Both sides in the conflict are aware of the ironies that link them to one another even as they long for slaughter. The rhetorical figure of oxymoron well expresses the paradox of friendly enemies who ‘know each other well’ and ‘long to know each other worse’. Their exchanges of vaunts and loving invitations constitute ‘the most despiteful'st gentle greeting, / The noblest hateful love, that e'er I heard of’, concludes Paris (4.1.32-5). The two sides come increasingly to resemble each other as they compete for the same woman, and speak in metaphors that elide the difference between martial and erotic conflict. ‘Better would it fit Achilles much / To throw down Hector than Polyxena’ (3.3.209-10), Ulysses warns Achilles, using ‘throw down’ in a way that signifies both fighting and a sexual encounter laden with homo-erotic suggestion.31 (Terry Hands's 1981 Royal Shakespeare Company production is only one of many in recent years that have made an erotic spectacle of the male body; see p. 104.) The bonds that link enemies are also heterosexual and familial, for men in this play ‘traffic’ in women and exploit family ties as a function of their homosocial interactions. Well-informed persons on both sides know that Achilles is secretly pledged to Priam's daughter Polyxena (194-204). All are aware that Ajax is half-Trojan, being the son of Priam's sister Hesione, which means that he is a ‘cousin-german’ to the very Hector whom he is chosen to battle in the lists.32 As Hector acknowledges his dilemma, an ‘obligation of our blood forbids / A gory emulation 'twixt us twain’ (4.5.123-4), and yet they fight.
Diomedes, plain soldier and artful seducer that he is, perceives with sardonic clarity the meaninglessness of a war fought over Helen. When asked by Paris who is more deserving of Helen, Paris himself as her current lover or Menelaus as the estranged Greek husband, Diomedes has his ready assessment of the rivals: they are ‘Both alike’. Menelaus, ‘like a puling cuckold, would drink up / The lees and dregs of a flat 'tamed piece’, that is, would settle for the stale sediment of a broached wine keg, while Paris must be content to breed his heirs out of ‘whorish loins’. Diomedes is bitter because ‘She's bitter to her country’, indeed to both sides. ‘For every false drop in her bawdy veins / A Grecian's life hath sunk.’ The toll is no less appalling on the Trojan side (4.1.55-76). Diomedes' critique is all the more devastating because it is inspired by no moral idealism like that appealed to by Troilus and Hector. Diomedes is a soldier who sees this war as absurd in its cost. Women are to be enjoyed and used, but not at such a fantastic price.

------------------------------

Tasks to perform:
#1 In the entries below, take the stretch from the line containing "Please identify the distant" through the end of the entries and present it as a Markdown table with the columns Row and Line, omitting blank lines.
#2 Carry on the passage about Diomedes and the war over Helen from where it stops.

------------------------------

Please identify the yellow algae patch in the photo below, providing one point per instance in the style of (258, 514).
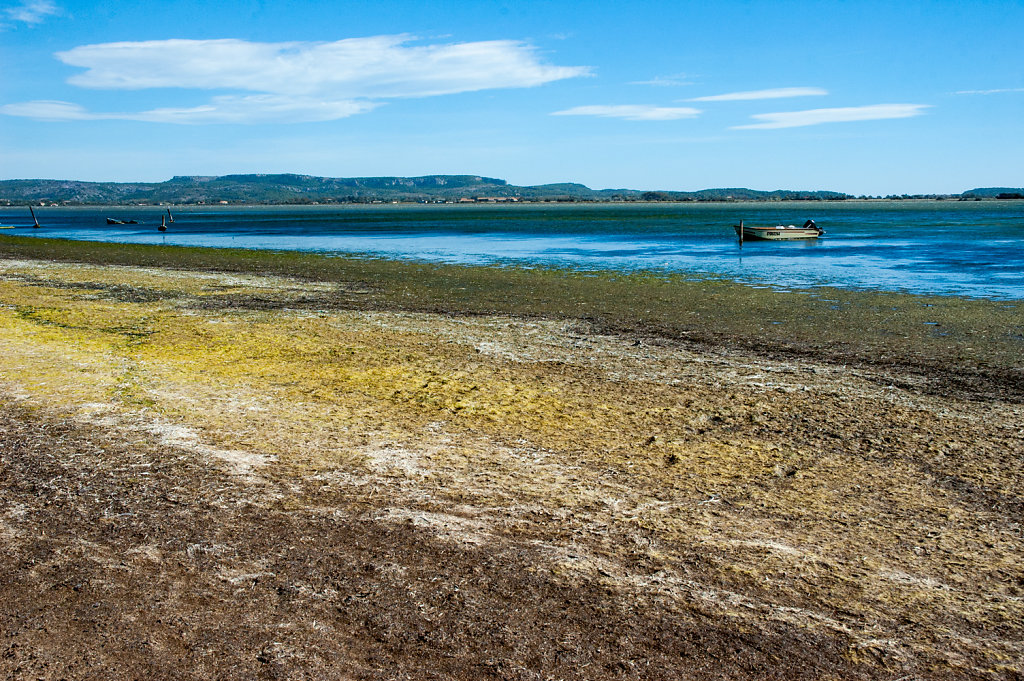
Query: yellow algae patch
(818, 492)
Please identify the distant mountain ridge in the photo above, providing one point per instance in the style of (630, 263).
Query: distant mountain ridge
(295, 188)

------------------------------

Outputs:
#1
| Row | Line |
|---|---|
| 1 | Please identify the distant mountain ridge in the photo above, providing one point per instance in the style of (630, 263). |
| 2 | Query: distant mountain ridge |
| 3 | (295, 188) |

#2
As Linda Charnes has observed, a ‘notorious identity’ hovers over most of the characters in the play,33 not simply Troilus, Cressida and Pandarus in their prospective roles as archetypal constant man, faithless woman and go-between, but also the major contenders on both sides. Shakespeare's dramaturgical techniques are those of disillusionment. Agamemnon, ‘great commander, nerve and bone of Greece’ (1.3.55), is also presented as a figure of ridicule.34 His noble insistence that the Greeks' hardships are ‘But the protractive trials of great Jove’, designed to test and thereby sort out those who are resolute from those who, like chaff, deserve to be blown away by the ‘wind and tempest’ of Fortune's frown (20-6), must do battle with Thersites' reminder to us that Agamemnon ‘loves quails’ (5.1.50-51)—i.e. prostitutes—as do most men. Agamemnon does quarrel with Achilles over a woman in the Iliad, to be sure, but is not subjected in that poem to the satirical comedy of contradiction. In Troilus and Cressida, on the other hand, even his authoritarian bearing and ‘topless deputation’ or supreme power are the subject of mirthful parody when, as Ulysses reports to his fellow generals, Patroclus and Achilles amuse themselves in their tent with slanderous pageants (1.3.151-8). Recent stage productions have tended to see Agamemnon as dim-witted and obtuse (see pp. 105, 110). We do not necessarily assent to Patroclus' send-ups, but we find them diverting and informative because they represent a demystifying point of view.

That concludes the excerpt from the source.